# Task requirements
Number each line of the items as a list, from the first line of the items through the line containing "left=522, top=400, right=583, bottom=489", with that line included. Leave out blank lines and pictures.

--- begin ---

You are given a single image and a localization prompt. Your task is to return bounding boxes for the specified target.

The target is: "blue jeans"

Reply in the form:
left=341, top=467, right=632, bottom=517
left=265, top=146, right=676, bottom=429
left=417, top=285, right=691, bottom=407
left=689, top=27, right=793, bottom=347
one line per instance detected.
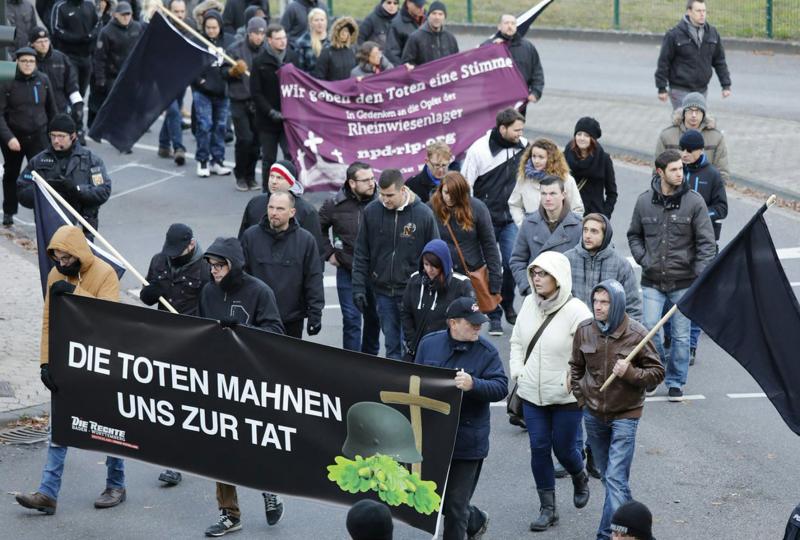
left=522, top=400, right=583, bottom=489
left=375, top=293, right=403, bottom=360
left=489, top=221, right=518, bottom=321
left=583, top=410, right=639, bottom=540
left=336, top=266, right=381, bottom=355
left=158, top=99, right=186, bottom=150
left=39, top=439, right=125, bottom=501
left=642, top=287, right=691, bottom=388
left=192, top=92, right=230, bottom=164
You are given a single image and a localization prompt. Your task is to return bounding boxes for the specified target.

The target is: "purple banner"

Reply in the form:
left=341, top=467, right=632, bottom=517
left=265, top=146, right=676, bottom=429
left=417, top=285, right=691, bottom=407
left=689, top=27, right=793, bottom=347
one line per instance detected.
left=279, top=44, right=528, bottom=191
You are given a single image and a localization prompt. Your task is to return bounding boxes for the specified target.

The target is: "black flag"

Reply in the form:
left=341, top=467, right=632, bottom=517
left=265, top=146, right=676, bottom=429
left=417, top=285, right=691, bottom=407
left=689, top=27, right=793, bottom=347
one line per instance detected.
left=89, top=13, right=215, bottom=152
left=678, top=205, right=800, bottom=435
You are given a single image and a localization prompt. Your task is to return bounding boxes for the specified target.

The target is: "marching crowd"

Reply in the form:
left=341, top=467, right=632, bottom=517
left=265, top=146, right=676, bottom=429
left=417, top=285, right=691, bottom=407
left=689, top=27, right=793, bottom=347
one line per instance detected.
left=0, top=0, right=730, bottom=540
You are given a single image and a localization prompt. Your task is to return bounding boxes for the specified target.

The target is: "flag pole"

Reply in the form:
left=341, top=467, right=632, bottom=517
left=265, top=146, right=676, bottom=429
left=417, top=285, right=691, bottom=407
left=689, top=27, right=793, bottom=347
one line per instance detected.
left=600, top=193, right=778, bottom=392
left=156, top=3, right=250, bottom=77
left=31, top=171, right=178, bottom=314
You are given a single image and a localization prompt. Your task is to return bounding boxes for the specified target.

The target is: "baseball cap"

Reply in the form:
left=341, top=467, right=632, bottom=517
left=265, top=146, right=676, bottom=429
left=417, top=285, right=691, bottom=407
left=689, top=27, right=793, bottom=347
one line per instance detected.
left=445, top=296, right=489, bottom=324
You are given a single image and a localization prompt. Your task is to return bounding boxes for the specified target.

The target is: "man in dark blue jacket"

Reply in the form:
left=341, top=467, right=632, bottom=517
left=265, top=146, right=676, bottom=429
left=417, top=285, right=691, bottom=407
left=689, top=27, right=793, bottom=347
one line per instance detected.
left=353, top=169, right=439, bottom=359
left=415, top=297, right=508, bottom=540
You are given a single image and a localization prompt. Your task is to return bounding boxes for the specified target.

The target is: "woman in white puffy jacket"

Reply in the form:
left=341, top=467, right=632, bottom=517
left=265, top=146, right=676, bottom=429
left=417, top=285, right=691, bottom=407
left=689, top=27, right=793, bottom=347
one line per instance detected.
left=508, top=137, right=583, bottom=227
left=510, top=251, right=592, bottom=531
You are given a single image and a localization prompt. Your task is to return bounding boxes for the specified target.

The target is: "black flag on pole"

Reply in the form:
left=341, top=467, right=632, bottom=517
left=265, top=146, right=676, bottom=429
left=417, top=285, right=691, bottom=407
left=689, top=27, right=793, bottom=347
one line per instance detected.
left=89, top=13, right=215, bottom=152
left=678, top=205, right=800, bottom=435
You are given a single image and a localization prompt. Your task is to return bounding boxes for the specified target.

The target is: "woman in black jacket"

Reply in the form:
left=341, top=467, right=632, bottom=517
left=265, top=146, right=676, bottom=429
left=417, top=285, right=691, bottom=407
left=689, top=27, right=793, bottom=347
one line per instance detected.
left=192, top=9, right=231, bottom=177
left=429, top=171, right=503, bottom=335
left=400, top=238, right=474, bottom=362
left=564, top=116, right=617, bottom=218
left=313, top=17, right=358, bottom=81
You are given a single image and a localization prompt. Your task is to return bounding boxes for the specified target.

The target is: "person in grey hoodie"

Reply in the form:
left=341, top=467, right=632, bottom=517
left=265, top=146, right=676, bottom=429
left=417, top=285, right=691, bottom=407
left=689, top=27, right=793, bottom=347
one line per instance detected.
left=564, top=213, right=642, bottom=321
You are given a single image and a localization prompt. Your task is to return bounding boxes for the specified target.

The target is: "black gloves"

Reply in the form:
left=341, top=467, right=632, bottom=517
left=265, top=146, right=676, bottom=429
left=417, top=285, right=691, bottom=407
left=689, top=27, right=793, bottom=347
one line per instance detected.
left=353, top=293, right=369, bottom=313
left=219, top=317, right=239, bottom=330
left=39, top=364, right=58, bottom=392
left=45, top=279, right=75, bottom=298
left=306, top=319, right=322, bottom=336
left=139, top=282, right=164, bottom=306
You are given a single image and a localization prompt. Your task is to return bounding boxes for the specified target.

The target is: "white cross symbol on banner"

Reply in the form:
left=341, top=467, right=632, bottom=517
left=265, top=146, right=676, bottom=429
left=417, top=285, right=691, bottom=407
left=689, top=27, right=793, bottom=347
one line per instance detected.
left=303, top=131, right=324, bottom=154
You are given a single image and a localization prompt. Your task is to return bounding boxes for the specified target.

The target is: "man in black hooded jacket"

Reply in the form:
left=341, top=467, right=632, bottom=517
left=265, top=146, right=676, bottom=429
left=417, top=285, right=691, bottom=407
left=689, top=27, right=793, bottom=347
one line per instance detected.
left=242, top=191, right=325, bottom=338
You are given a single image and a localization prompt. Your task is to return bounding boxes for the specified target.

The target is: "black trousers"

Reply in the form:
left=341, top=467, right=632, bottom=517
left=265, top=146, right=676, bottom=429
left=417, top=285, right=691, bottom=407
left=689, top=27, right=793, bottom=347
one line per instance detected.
left=442, top=459, right=484, bottom=540
left=258, top=129, right=288, bottom=193
left=2, top=129, right=50, bottom=216
left=283, top=319, right=305, bottom=339
left=231, top=100, right=261, bottom=182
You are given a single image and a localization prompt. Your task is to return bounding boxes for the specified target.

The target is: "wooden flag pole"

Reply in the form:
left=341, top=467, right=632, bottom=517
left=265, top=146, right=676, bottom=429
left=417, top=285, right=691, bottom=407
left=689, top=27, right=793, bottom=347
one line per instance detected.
left=156, top=3, right=250, bottom=77
left=31, top=171, right=178, bottom=314
left=600, top=194, right=778, bottom=392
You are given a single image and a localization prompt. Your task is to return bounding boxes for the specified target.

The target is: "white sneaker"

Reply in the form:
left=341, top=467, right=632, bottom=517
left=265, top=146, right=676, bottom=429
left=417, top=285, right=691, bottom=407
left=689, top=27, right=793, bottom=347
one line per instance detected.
left=197, top=161, right=211, bottom=178
left=211, top=163, right=231, bottom=176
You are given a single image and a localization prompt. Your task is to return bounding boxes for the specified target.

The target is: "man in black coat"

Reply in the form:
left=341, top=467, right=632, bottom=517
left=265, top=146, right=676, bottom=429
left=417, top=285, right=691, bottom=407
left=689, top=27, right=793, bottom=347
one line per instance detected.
left=250, top=24, right=298, bottom=187
left=401, top=0, right=458, bottom=66
left=86, top=1, right=144, bottom=127
left=383, top=0, right=425, bottom=66
left=656, top=0, right=731, bottom=110
left=242, top=191, right=325, bottom=338
left=483, top=14, right=544, bottom=109
left=319, top=161, right=381, bottom=355
left=0, top=47, right=56, bottom=227
left=30, top=26, right=83, bottom=125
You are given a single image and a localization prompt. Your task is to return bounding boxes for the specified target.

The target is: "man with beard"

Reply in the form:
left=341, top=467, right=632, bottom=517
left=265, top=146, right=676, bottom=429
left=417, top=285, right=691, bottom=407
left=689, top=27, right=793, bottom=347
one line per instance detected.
left=319, top=161, right=381, bottom=355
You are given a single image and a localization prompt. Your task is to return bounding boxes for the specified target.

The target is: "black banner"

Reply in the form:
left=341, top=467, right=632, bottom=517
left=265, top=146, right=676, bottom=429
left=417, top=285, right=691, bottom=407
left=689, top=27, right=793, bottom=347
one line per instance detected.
left=50, top=295, right=461, bottom=533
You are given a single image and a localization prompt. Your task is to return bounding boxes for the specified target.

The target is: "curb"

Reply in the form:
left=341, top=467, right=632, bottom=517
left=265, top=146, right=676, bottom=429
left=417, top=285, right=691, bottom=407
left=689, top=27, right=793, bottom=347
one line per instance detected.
left=525, top=127, right=800, bottom=202
left=447, top=23, right=800, bottom=54
left=0, top=401, right=50, bottom=429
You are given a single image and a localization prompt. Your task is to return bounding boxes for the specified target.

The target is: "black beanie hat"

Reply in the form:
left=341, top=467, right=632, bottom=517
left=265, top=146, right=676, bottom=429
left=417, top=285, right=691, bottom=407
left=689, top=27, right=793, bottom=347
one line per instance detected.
left=573, top=116, right=603, bottom=140
left=678, top=129, right=706, bottom=152
left=428, top=0, right=447, bottom=17
left=611, top=501, right=655, bottom=540
left=47, top=113, right=76, bottom=133
left=347, top=499, right=394, bottom=540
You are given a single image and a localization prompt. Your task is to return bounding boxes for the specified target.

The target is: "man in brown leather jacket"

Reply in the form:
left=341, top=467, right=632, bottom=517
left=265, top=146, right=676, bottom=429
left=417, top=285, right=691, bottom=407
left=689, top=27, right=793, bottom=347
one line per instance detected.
left=570, top=279, right=664, bottom=539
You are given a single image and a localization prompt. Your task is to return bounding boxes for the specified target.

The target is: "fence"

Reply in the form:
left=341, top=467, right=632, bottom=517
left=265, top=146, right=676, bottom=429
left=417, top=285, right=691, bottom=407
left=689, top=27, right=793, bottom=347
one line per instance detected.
left=290, top=0, right=800, bottom=40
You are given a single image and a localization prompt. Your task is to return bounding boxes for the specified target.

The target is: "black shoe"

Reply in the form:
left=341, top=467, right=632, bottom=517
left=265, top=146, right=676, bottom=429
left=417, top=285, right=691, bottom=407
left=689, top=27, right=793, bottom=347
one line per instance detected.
left=158, top=469, right=183, bottom=486
left=503, top=306, right=517, bottom=326
left=261, top=493, right=283, bottom=526
left=572, top=471, right=589, bottom=508
left=586, top=446, right=600, bottom=480
left=667, top=386, right=683, bottom=402
left=206, top=510, right=242, bottom=536
left=530, top=489, right=558, bottom=532
left=508, top=414, right=528, bottom=429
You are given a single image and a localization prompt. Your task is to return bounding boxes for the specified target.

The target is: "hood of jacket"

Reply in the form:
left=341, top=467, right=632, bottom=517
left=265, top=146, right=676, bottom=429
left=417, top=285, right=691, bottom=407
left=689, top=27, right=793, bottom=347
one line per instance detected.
left=329, top=17, right=358, bottom=49
left=47, top=225, right=94, bottom=273
left=589, top=279, right=626, bottom=336
left=419, top=242, right=453, bottom=283
left=526, top=251, right=572, bottom=314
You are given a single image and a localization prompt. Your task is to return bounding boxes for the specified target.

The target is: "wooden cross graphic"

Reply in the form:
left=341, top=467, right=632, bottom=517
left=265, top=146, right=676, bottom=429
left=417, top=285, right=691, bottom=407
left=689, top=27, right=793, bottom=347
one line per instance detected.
left=380, top=375, right=450, bottom=478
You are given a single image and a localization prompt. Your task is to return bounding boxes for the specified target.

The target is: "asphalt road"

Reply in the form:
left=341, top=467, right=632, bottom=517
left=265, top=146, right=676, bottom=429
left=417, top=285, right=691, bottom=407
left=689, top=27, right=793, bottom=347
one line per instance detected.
left=0, top=32, right=800, bottom=540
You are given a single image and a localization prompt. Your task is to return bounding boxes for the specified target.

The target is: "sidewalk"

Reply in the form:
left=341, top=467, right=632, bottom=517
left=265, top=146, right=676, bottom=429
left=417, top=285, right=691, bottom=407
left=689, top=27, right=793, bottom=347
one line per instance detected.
left=0, top=235, right=50, bottom=418
left=527, top=90, right=800, bottom=200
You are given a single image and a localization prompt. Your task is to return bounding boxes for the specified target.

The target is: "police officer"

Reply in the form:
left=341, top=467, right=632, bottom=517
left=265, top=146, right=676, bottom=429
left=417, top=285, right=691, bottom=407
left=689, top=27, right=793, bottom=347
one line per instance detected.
left=29, top=26, right=83, bottom=125
left=17, top=113, right=111, bottom=234
left=0, top=47, right=56, bottom=226
left=92, top=2, right=143, bottom=127
left=139, top=223, right=211, bottom=486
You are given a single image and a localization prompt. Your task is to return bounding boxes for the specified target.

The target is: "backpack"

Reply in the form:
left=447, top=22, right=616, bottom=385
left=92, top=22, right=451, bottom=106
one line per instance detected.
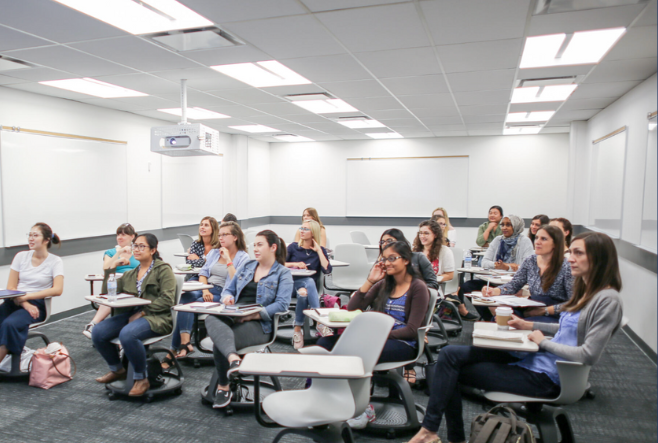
left=468, top=405, right=535, bottom=443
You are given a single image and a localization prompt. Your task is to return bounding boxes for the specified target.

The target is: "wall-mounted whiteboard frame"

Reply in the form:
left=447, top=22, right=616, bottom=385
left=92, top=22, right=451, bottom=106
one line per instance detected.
left=345, top=155, right=469, bottom=218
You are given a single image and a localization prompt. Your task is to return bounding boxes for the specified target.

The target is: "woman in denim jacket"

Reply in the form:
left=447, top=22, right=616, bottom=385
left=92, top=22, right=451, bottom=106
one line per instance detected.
left=206, top=230, right=293, bottom=408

--- end ---

# Exercise answer
1. You are given a single image and a localization prompt. Your task is to return bounding boxes for the specified target.
2. The target is: "blue jeans"
3. Reply in the form:
4. left=341, top=467, right=632, bottom=517
5. left=265, top=146, right=676, bottom=429
6. left=417, top=285, right=691, bottom=407
7. left=689, top=27, right=793, bottom=347
8. one line per instance detected.
9. left=522, top=400, right=583, bottom=489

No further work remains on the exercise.